WAITING FOR A BUS

Stanley L. Sclove, Ph.D.
Statistician
Department of Information and Decision Sciences
University of Illinois at Chicago

Hi, Students,

When we were waiting for the shuttle bus to go to Prof. Chen's talk on the West Side, I was telling you about a related paradoxical result. Here are some details.

A SURPRISING PHENOMENON

Consider arrivals of buses at a given stop. The inter-arrival times have a mean of M minutes. What is the average waiting time of a passenger? The answer usually given is M/2 minutes. But this is so only if buses run at exactly M-minute intervals. The average waiting time depends on the variance of the inter-arrival times. The correct answer is

M/2 + V/(2M) ,

where V is the variance of the inter-arrival time distribution. (If V is infinite, then the average waiting time is also infinite, in spite of the fact that the average inter-arrival time is finite.)

= = =

● Task to carry out
In the note on waiting for a bus, what formula gives the correct average waiting time of a passenger?

= = =

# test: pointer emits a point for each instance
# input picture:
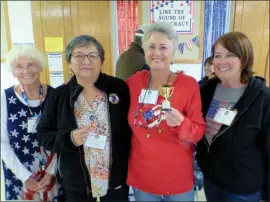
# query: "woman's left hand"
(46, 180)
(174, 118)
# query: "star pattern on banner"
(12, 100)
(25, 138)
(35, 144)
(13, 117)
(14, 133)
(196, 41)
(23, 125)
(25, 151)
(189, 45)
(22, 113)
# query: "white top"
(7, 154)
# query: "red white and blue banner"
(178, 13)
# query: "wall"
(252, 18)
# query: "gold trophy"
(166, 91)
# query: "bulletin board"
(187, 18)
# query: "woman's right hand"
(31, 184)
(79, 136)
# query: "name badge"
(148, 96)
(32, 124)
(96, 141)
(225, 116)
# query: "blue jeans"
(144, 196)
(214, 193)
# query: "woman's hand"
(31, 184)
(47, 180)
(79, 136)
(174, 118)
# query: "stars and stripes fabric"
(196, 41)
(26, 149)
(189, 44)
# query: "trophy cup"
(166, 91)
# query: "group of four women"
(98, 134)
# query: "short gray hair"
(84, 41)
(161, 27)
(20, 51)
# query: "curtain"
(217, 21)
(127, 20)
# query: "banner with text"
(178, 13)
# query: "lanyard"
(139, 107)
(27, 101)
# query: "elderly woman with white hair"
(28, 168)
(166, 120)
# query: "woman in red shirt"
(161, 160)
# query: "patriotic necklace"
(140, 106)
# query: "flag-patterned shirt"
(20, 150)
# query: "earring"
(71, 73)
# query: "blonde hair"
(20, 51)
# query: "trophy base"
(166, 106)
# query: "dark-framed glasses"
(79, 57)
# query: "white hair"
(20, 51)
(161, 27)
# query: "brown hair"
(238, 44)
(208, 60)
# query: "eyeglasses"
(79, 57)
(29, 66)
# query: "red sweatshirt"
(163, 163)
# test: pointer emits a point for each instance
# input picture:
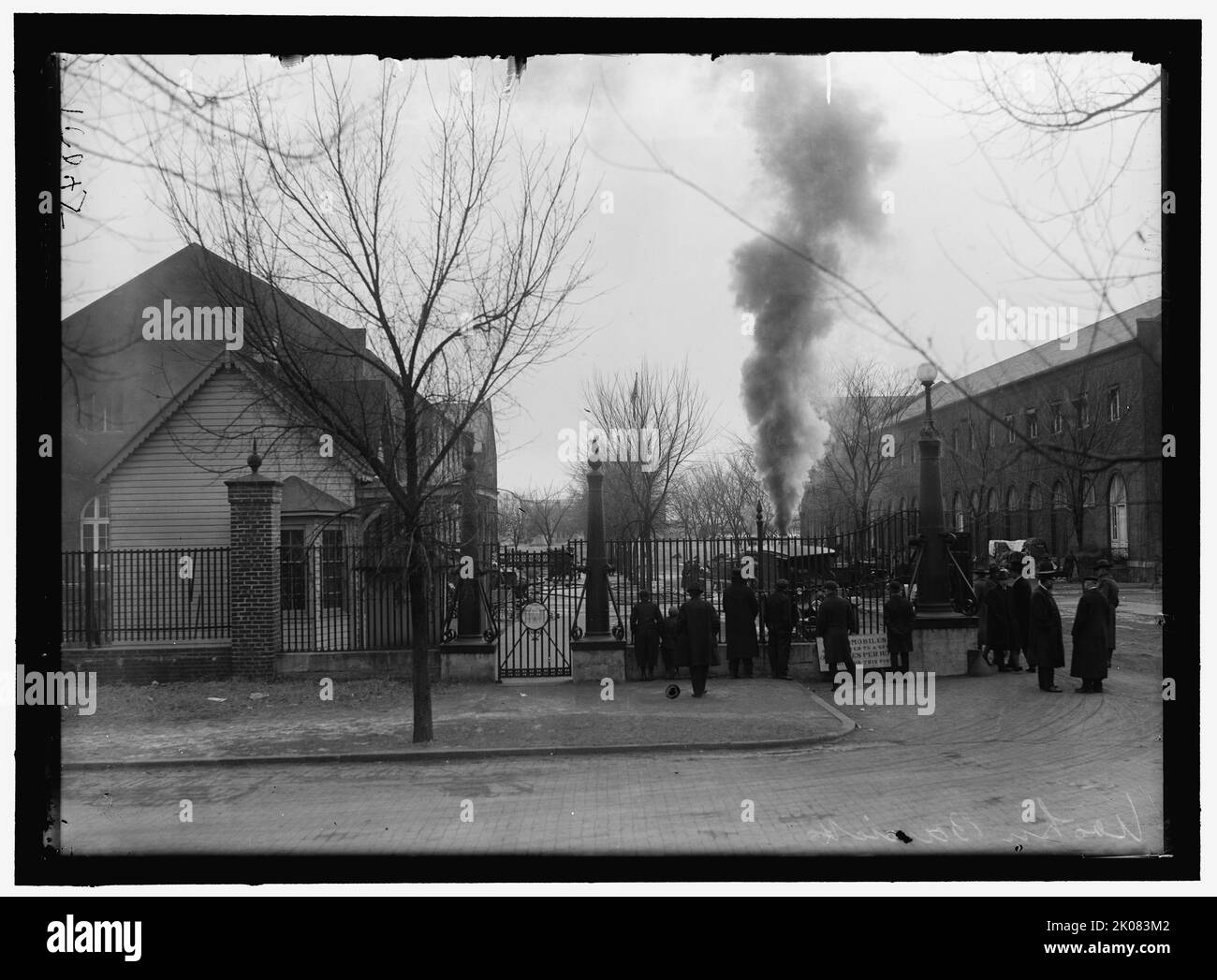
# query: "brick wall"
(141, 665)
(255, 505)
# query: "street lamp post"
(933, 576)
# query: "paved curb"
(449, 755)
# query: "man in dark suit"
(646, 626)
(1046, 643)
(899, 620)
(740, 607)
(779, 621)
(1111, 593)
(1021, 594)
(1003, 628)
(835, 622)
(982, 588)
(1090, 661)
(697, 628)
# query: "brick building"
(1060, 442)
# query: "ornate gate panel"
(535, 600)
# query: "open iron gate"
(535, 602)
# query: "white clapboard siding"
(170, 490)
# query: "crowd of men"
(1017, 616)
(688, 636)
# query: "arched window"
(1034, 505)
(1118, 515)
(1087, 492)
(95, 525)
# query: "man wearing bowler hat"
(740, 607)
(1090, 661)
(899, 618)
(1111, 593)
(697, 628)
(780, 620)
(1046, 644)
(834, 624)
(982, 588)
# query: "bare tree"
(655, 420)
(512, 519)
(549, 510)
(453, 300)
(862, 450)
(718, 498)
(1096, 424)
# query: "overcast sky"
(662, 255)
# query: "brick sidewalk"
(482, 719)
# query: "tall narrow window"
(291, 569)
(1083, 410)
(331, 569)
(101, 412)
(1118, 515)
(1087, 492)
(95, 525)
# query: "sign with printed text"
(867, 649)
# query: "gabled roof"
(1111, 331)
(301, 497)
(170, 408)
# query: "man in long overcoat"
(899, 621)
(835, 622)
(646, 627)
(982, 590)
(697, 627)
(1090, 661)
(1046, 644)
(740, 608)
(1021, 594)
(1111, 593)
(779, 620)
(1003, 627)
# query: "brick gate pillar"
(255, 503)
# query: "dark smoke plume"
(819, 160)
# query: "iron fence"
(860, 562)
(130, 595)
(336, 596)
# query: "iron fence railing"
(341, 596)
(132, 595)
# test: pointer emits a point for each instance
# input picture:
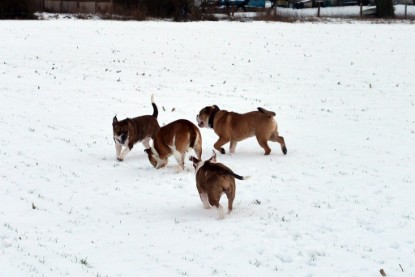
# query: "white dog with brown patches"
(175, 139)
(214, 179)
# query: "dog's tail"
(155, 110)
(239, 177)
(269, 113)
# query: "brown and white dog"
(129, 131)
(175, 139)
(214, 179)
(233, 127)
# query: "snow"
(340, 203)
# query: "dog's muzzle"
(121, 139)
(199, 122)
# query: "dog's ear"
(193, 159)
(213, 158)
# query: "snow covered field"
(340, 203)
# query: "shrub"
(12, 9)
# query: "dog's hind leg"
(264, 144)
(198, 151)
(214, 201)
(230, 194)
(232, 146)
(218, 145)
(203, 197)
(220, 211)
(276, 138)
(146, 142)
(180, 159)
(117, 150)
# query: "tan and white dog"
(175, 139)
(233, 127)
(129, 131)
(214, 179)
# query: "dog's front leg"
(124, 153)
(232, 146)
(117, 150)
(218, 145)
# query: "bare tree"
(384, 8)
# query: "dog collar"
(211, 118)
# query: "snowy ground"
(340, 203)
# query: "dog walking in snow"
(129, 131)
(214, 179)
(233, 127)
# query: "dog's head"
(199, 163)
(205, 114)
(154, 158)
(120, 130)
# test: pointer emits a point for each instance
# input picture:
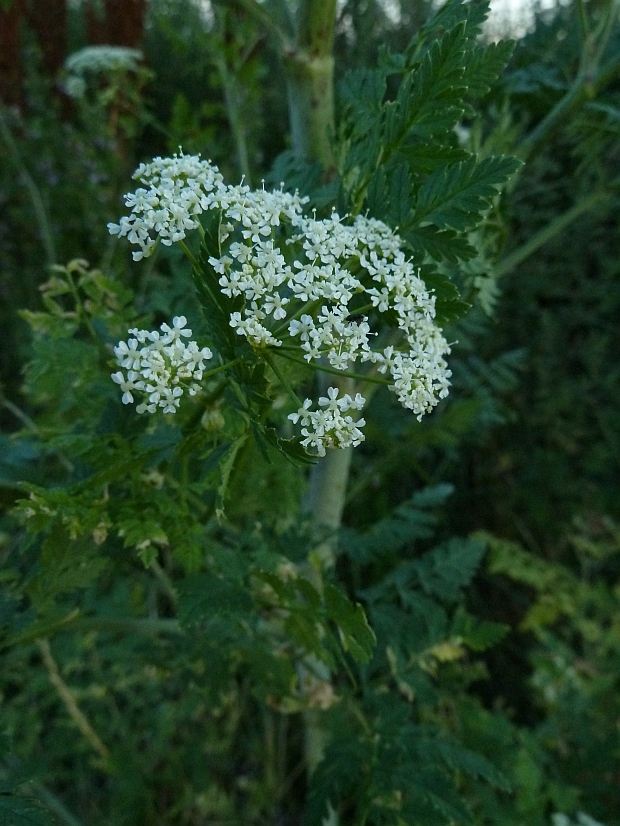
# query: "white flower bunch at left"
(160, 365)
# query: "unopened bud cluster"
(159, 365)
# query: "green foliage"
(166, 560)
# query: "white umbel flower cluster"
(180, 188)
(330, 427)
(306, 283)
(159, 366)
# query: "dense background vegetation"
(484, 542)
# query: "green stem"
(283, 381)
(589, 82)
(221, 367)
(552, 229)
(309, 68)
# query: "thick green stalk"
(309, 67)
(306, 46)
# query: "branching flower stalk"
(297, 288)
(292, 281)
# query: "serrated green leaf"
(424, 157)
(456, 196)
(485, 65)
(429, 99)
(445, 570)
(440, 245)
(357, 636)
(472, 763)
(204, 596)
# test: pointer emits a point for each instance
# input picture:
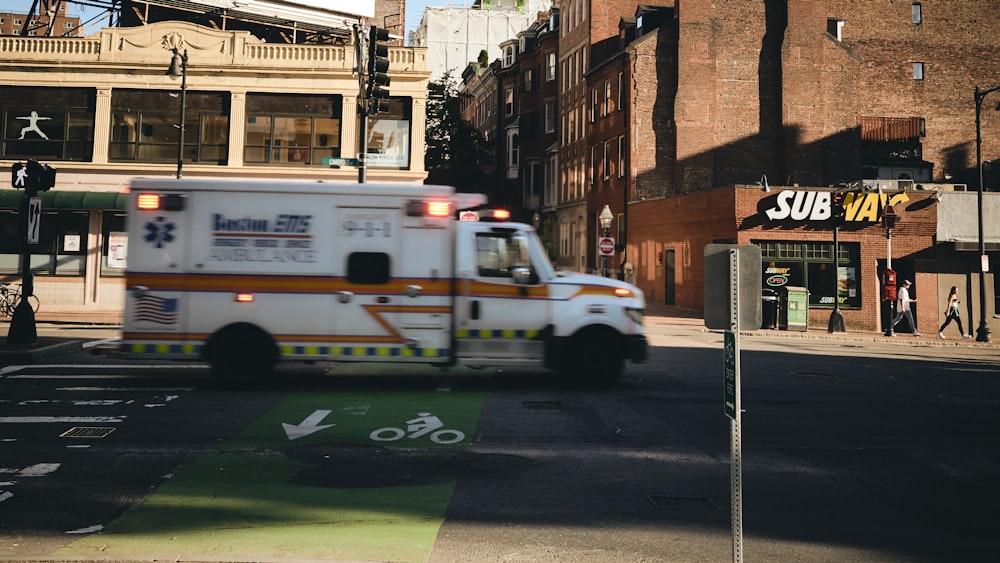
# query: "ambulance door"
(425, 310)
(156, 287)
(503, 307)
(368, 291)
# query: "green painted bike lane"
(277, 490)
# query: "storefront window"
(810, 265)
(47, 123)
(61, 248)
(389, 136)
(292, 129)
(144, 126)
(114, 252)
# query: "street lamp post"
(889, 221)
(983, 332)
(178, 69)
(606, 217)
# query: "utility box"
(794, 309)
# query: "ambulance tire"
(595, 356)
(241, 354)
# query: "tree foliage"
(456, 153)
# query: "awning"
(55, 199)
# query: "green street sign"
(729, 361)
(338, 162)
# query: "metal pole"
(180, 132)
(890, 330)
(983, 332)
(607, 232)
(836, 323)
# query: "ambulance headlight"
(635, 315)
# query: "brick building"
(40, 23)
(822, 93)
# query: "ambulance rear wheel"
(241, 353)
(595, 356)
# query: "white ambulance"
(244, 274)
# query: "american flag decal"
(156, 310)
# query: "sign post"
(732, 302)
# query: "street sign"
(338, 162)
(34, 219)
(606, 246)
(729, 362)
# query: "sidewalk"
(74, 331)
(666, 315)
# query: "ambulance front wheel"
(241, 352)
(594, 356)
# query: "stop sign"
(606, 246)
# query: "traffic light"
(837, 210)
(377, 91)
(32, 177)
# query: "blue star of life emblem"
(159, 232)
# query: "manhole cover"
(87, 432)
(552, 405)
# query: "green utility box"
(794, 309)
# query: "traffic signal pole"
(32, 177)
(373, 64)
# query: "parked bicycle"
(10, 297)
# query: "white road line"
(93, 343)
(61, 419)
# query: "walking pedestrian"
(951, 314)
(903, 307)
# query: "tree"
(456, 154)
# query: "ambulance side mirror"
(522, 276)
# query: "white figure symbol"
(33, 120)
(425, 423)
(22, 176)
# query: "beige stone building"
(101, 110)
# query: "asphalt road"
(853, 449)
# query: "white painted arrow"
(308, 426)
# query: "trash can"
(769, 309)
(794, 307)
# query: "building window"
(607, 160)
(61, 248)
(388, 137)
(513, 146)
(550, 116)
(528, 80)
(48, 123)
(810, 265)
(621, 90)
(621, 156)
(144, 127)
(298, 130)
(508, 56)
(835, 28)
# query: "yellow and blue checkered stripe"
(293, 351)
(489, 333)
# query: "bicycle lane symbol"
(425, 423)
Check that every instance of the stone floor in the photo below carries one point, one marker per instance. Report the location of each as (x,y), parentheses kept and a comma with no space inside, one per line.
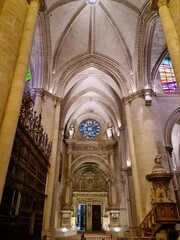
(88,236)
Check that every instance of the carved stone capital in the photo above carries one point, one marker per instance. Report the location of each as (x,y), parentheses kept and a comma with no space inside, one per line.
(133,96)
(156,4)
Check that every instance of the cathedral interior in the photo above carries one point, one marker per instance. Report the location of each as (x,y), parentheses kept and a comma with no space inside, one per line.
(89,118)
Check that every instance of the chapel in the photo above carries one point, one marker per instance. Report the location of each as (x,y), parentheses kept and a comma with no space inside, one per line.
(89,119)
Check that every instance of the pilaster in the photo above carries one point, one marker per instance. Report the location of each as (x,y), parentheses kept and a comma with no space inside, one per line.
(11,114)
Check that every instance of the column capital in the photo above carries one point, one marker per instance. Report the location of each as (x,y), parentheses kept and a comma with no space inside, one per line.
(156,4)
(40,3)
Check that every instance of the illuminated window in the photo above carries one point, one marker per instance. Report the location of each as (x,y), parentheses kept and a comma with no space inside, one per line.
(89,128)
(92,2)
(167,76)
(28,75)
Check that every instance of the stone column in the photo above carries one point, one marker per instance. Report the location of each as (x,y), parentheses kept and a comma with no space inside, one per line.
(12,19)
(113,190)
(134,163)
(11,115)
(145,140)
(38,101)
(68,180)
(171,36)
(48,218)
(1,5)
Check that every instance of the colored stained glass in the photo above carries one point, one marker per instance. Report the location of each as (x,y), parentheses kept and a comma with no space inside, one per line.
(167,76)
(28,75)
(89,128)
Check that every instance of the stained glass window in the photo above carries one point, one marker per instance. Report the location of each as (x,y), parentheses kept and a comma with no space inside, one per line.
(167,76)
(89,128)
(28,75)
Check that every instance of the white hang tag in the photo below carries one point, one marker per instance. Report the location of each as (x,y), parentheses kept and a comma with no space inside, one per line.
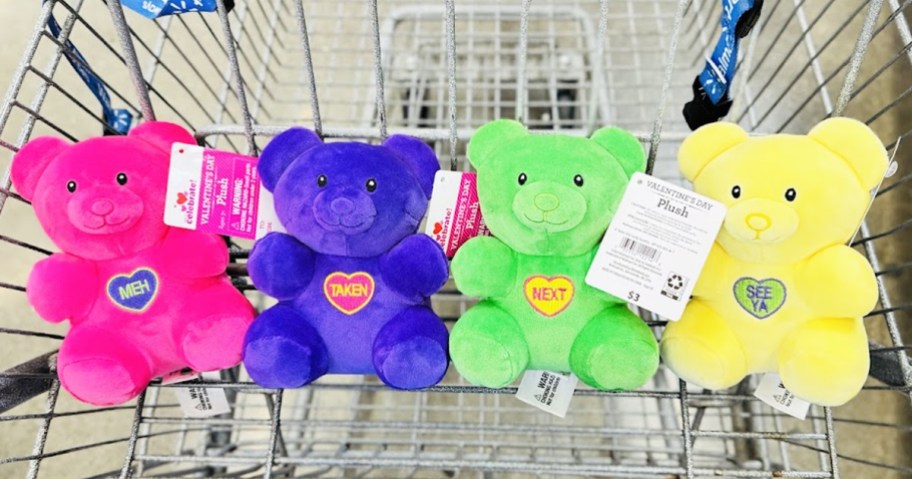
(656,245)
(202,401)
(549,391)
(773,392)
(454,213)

= = =

● Exercise result
M/2 + V/(2M), where M is the mean inter-arrival time and V is the variance of the inter-arrival time distribution.